+++ Recorded information +++

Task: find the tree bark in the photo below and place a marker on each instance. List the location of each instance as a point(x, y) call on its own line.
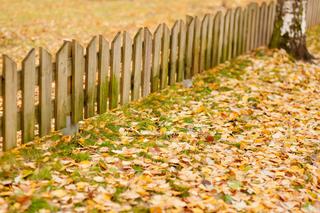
point(290, 29)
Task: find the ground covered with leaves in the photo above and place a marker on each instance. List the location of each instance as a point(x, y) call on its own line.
point(245, 137)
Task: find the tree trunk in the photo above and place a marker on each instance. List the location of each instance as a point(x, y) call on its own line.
point(290, 29)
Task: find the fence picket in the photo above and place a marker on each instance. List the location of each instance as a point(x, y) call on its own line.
point(45, 81)
point(209, 43)
point(181, 52)
point(236, 33)
point(126, 69)
point(249, 38)
point(245, 30)
point(137, 65)
point(226, 36)
point(61, 95)
point(256, 26)
point(147, 61)
point(216, 38)
point(91, 72)
point(165, 57)
point(174, 52)
point(189, 47)
point(265, 24)
point(115, 72)
point(203, 43)
point(9, 103)
point(157, 40)
point(103, 74)
point(28, 96)
point(231, 35)
point(78, 69)
point(196, 46)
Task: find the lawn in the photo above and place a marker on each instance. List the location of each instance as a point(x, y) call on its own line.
point(245, 138)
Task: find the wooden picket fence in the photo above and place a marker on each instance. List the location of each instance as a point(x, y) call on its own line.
point(84, 82)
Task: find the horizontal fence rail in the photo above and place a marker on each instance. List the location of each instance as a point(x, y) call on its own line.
point(83, 82)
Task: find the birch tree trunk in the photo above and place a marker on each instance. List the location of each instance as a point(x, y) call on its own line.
point(290, 29)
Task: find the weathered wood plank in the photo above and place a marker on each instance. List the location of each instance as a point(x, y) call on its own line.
point(137, 65)
point(115, 72)
point(91, 72)
point(78, 69)
point(226, 36)
point(156, 58)
point(45, 81)
point(240, 32)
point(126, 69)
point(273, 7)
point(165, 48)
point(174, 52)
point(236, 32)
point(209, 43)
point(181, 52)
point(9, 103)
point(196, 46)
point(217, 39)
point(231, 35)
point(189, 48)
point(256, 26)
point(265, 24)
point(103, 74)
point(249, 39)
point(203, 43)
point(147, 62)
point(245, 31)
point(270, 20)
point(28, 96)
point(61, 80)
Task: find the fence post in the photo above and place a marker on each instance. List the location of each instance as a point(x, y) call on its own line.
point(126, 67)
point(189, 47)
point(45, 81)
point(10, 76)
point(147, 60)
point(28, 96)
point(61, 99)
point(157, 41)
point(137, 65)
point(115, 71)
point(103, 74)
point(203, 43)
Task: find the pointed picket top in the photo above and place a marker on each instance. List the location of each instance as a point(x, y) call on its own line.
point(158, 31)
point(30, 57)
point(93, 43)
point(165, 27)
point(117, 38)
point(176, 26)
point(189, 19)
point(63, 49)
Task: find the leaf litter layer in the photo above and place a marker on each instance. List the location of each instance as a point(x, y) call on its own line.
point(245, 137)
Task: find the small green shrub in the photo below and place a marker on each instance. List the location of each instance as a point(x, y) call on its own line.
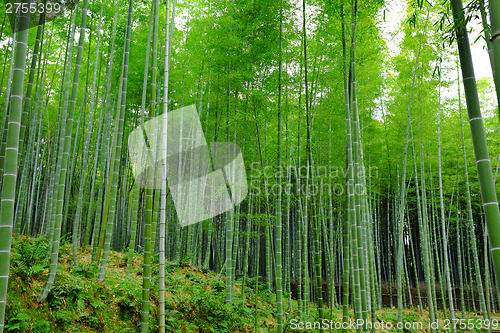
point(30, 257)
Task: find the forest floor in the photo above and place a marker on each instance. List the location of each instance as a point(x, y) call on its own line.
point(194, 299)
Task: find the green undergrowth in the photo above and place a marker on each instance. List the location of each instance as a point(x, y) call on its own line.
point(195, 298)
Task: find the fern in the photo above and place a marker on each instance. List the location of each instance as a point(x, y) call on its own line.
point(30, 257)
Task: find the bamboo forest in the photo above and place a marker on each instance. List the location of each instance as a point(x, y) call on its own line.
point(249, 166)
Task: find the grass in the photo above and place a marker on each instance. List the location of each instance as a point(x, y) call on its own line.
point(194, 299)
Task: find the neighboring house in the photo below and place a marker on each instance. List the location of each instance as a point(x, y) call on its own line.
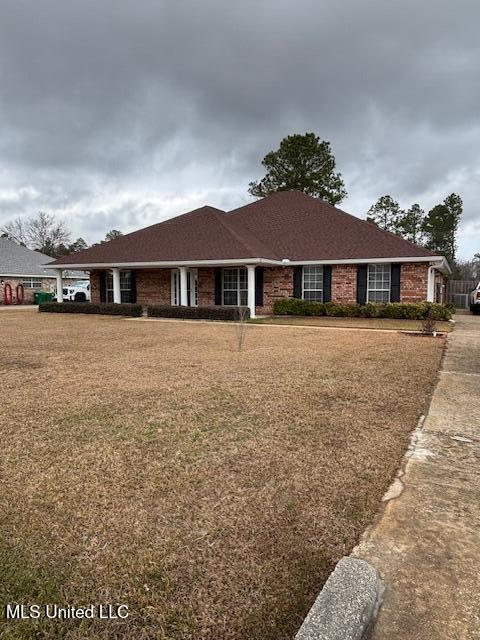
point(22, 267)
point(287, 244)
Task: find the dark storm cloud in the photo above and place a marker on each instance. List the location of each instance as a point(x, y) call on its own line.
point(117, 114)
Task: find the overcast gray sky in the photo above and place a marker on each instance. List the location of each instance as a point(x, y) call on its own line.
point(118, 114)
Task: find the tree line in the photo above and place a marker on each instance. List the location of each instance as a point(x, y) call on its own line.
point(305, 163)
point(45, 233)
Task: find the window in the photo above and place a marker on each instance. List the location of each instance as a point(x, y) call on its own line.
point(32, 283)
point(192, 287)
point(125, 286)
point(378, 283)
point(235, 286)
point(313, 283)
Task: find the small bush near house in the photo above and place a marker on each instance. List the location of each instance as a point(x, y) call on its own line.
point(395, 310)
point(131, 310)
point(199, 313)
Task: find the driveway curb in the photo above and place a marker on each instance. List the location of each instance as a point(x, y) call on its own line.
point(347, 605)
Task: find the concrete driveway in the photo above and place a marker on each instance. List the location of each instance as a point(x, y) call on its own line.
point(426, 545)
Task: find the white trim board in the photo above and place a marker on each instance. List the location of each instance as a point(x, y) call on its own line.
point(438, 261)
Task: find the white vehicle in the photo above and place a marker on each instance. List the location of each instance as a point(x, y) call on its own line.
point(77, 292)
point(475, 300)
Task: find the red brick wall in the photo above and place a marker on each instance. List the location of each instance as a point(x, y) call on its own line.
point(153, 286)
point(413, 281)
point(344, 283)
point(277, 283)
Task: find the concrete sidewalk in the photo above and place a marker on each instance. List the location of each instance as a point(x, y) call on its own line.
point(426, 544)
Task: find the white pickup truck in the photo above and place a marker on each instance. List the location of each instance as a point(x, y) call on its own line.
point(76, 292)
point(475, 300)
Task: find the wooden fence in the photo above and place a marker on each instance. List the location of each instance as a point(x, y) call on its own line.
point(458, 292)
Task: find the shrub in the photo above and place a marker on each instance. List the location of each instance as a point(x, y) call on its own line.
point(396, 310)
point(131, 310)
point(199, 313)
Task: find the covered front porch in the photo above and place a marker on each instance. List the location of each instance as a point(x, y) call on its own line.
point(228, 285)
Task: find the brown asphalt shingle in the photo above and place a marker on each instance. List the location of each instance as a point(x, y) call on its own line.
point(287, 224)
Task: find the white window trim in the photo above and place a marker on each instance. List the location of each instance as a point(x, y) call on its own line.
point(27, 283)
point(239, 290)
point(368, 281)
point(108, 289)
point(303, 283)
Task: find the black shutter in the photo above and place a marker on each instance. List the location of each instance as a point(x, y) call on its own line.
point(297, 282)
point(218, 285)
point(133, 287)
point(362, 270)
point(259, 286)
point(395, 283)
point(103, 286)
point(327, 283)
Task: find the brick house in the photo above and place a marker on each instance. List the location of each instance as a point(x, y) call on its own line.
point(23, 271)
point(287, 244)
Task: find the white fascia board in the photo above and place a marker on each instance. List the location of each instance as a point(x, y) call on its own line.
point(166, 264)
point(25, 275)
point(438, 261)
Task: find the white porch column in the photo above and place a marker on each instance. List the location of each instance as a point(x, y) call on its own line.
point(183, 286)
point(117, 296)
point(431, 285)
point(251, 289)
point(59, 285)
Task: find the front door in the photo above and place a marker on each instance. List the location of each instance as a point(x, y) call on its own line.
point(192, 287)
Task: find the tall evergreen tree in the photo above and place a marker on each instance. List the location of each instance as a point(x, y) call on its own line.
point(441, 225)
point(410, 224)
point(386, 214)
point(302, 162)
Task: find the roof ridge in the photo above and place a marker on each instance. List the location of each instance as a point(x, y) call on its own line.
point(374, 226)
point(244, 241)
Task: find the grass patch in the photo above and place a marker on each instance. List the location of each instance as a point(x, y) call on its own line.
point(211, 490)
point(351, 323)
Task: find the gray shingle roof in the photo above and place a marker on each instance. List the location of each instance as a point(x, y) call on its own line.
point(16, 260)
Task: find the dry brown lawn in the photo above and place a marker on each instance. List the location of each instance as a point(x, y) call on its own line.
point(390, 324)
point(211, 490)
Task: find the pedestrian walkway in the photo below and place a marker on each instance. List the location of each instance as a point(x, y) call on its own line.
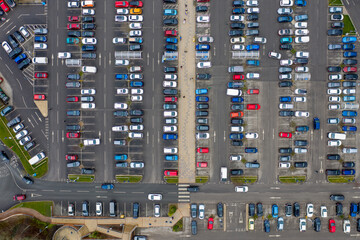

+++

* Objective: Revise all of the records above by replacing "place a marker" with "put a pin" wherever it occurs, keeping everything else the same. Omit the pictures from the answer.

* Exercise response:
Task: find the tree bark in the photo below and put a pin on each instance. List the location of each instance as a point(x, y) call on its own line.
point(290, 29)
Task: find the ground covered with leaves in the photo above and put a pin on each instance. List the location of each instance as a point(x, y) call on its own line.
point(245, 137)
Task: find the tree trunk in the photo above and put a pin on each instance. List the location of each instance as a point(x, y) call on its own line.
point(290, 29)
Task: find the fence picket in the photo above and put a pin on each instance. List the location of each instance as a point(x, y) call on its own line.
point(45, 81)
point(209, 43)
point(181, 52)
point(236, 33)
point(126, 69)
point(249, 38)
point(245, 30)
point(137, 65)
point(226, 36)
point(61, 95)
point(256, 26)
point(147, 61)
point(216, 38)
point(91, 72)
point(165, 57)
point(174, 52)
point(189, 47)
point(265, 24)
point(115, 72)
point(203, 43)
point(9, 103)
point(157, 40)
point(103, 74)
point(28, 96)
point(231, 35)
point(78, 69)
point(196, 46)
Task: find the lawn in the photo above and put a pin on each instance. List the location of each instance as a point(x, y) call on its own line.
point(245, 138)
Task: find the wooden picket fence in the photo above and put a pin on each instance. List the location of each instance as a point(x, y) call on its own line.
point(84, 82)
Task: find the horizontal fence rail in the photo above and put a pin on each instance. List the location of each instance as a point(x, y) call on its own line.
point(83, 82)
Task: find the birch tree trunk in the photo above and put a pin on each instance. List the location of each instance as a point(x, y) call on its own line.
point(290, 29)
Task: find the weathered wood plank in the photo above and put a pin on each instance. List the location of each instance as a point(x, y) call on its own line.
point(137, 65)
point(115, 72)
point(91, 72)
point(78, 69)
point(226, 36)
point(156, 58)
point(45, 81)
point(240, 32)
point(126, 69)
point(273, 7)
point(165, 48)
point(174, 52)
point(236, 32)
point(209, 43)
point(181, 52)
point(9, 103)
point(196, 46)
point(217, 39)
point(231, 35)
point(189, 48)
point(256, 26)
point(265, 24)
point(103, 74)
point(249, 39)
point(203, 43)
point(147, 62)
point(245, 31)
point(270, 20)
point(28, 96)
point(61, 80)
Task: find the fence post in the photo above and put a pin on each instance. List the location of each instance as a point(x, y) call on its own line.
point(126, 67)
point(189, 47)
point(45, 81)
point(10, 76)
point(147, 60)
point(28, 96)
point(61, 99)
point(157, 41)
point(137, 65)
point(115, 71)
point(103, 74)
point(203, 43)
Task: find the pointed picket top in the photo above and put a pin on each instance. List the location of each instance as a point(x, y) call on its own line.
point(158, 31)
point(30, 57)
point(93, 43)
point(165, 27)
point(117, 38)
point(176, 26)
point(189, 19)
point(63, 49)
Task: find the leaf litter layer in the photo above and put a pin on each instance. List the location of each instance as a point(x, y) call on its own line.
point(245, 137)
Task: find the small green shrub in the photo below and put a pin on each instance. List the location of each instance as a point(x, y) call on its own line.
point(30, 257)
Task: find the forest floor in the photo above and put a pin on each instance. List the location of each instance as a point(x, y) call on its own line.
point(194, 299)
Task: find the green undergrowth in the photo above and put a pin on each instance. List the location of each instance as a point(x, y) call on its own line.
point(195, 298)
Task: find the fern in the photo above and put a pin on each instance. List the location of each instance as a point(x, y) call on its own line.
point(30, 257)
Task: find the bamboo forest in the photo above and put a pin on each instance. List the location of each instance as a point(x, y) call on its own line.
point(249, 166)
Task: find the grass in the photo above and put a pin on each instance. List the location of each instance as a point(x, y) call on its own line.
point(194, 299)
Task: find the neighboring house in the photo below and put a pin on each instance. List the location of each instance as a point(x, y) call on its own line.
point(22, 267)
point(287, 244)
Task: find the dark storm cloud in the photo above and put a pin on each instance. List the location of each instance as a point(x, y) call on its own line.
point(117, 114)
Task: find the overcast gray sky in the photo above and put a pin on each instance. List the location of each instance as a point(x, y) call on its own line.
point(118, 114)
Task: find the tree line in the photo above and put a pin on each instance. List the location of each instance as a point(x, y) call on its own line.
point(305, 163)
point(45, 233)
Task: find the window in the photo above and put a pin on each instance. List the location of each instance as a point(x, y) call on its own line.
point(32, 283)
point(192, 287)
point(125, 286)
point(378, 283)
point(235, 286)
point(313, 283)
Task: find the small bush near house in the photo above and put a pin on each instance. List the location of each instance as a point(x, y) call on its own line.
point(395, 310)
point(131, 310)
point(199, 313)
Task: find the driveway curb in the photo above and put a pin on each instance. List the location of each instance as a point(x, y) call on its own line.
point(347, 605)
Task: find the concrete driveway in the photo above and put a pin on each instance. List the location of each instance as a point(x, y) call on its own line.
point(426, 545)
Task: find the white trim board in the photo above and put a pin on each instance. List the location of each instance as a point(x, y) call on its own line.
point(438, 261)
Task: find the white vehicle in the photo above and put a pin on each instance. List the location of each instance as a point(x, y) call on its own line.
point(77, 292)
point(475, 300)
Task: find the red brick wall in the photo above and put a pin on each instance. List the location of each instance as a point(x, y) call on its own line.
point(153, 286)
point(413, 281)
point(344, 283)
point(277, 283)
Task: find the concrete sidewalk in the photo above and put a pin on each instance. List the location of each instance as a point(x, y) call on its own line.
point(426, 544)
Task: find the white pickup truck in the photo above and put a pin on each instance. List the location of each instance as a point(x, y) call on its own line.
point(76, 292)
point(475, 300)
Task: find the wooden fence in the photo above and put a pin on each instance. List the location of each instance as a point(x, y) call on its own line.
point(458, 292)
Task: find the shrub in the photo above and put a pin on each instance. List the location of each instance as a point(x, y) call on its own line.
point(396, 310)
point(131, 310)
point(199, 313)
Task: find the covered front porch in the photo above and put a pin on each instance. List the location of each instance as a point(x, y) call on its own line.
point(228, 285)
Task: find the brown asphalt shingle in the photo above and put a pin on each instance. List the location of each instance as a point(x, y) call on its own line.
point(287, 224)
Task: find the white window trim in the photo above and put a pin on each instance. List the location of each instance as a point(x, y) call on its own line.
point(27, 283)
point(239, 290)
point(368, 281)
point(108, 289)
point(303, 283)
Task: find the black shutter in the photo above and put a pin on each instance. List the location of each instance as a point(x, y) call on its own line.
point(297, 282)
point(218, 285)
point(133, 287)
point(362, 270)
point(259, 286)
point(395, 283)
point(103, 286)
point(327, 283)
Task: find the brick house in the photo above and put a pin on each instance. List the location of each instance as a point(x, y) call on its own line.
point(23, 271)
point(287, 244)
Task: find the white fascia board in the photo above and put a pin on each instance. List the location of each instance as a point(x, y) call on its own line.
point(166, 264)
point(25, 275)
point(438, 261)
Task: find the white porch column in the photo above and put a pin on each instance. List the location of each instance as a point(x, y) call on its own line.
point(183, 286)
point(117, 296)
point(431, 285)
point(251, 289)
point(59, 285)
Task: find the front door in the photo above and put a pin on each instance. List the location of each instance as a point(x, y) call on its own line.
point(192, 287)
Task: find the tall evergreen tree in the photo above and put a pin on each instance. List the location of each instance as a point(x, y) call on its own line.
point(441, 225)
point(410, 224)
point(386, 214)
point(302, 162)
Task: find the roof ridge in the photo above and put a pin on each instance. List the location of each instance as a point(x, y) call on its own line.
point(374, 226)
point(244, 241)
Task: find the grass patch in the photo above and put a pin on each instance. List the location of each instance as a point(x, y) call on its own line.
point(211, 490)
point(351, 323)
Task: find the gray shingle roof in the photo above and put a pin on each instance. List the location of each instance as a point(x, y) call on its own line.
point(16, 260)
Task: find the dry brown lawn in the photo above and put a pin on each instance. List the location of each instance as a point(x, y) call on its own line.
point(390, 324)
point(211, 490)
Task: find the pedestrian walkway in the photo below and put a pin on each instance. List the location of each instance as a point(x, y) call on its own line.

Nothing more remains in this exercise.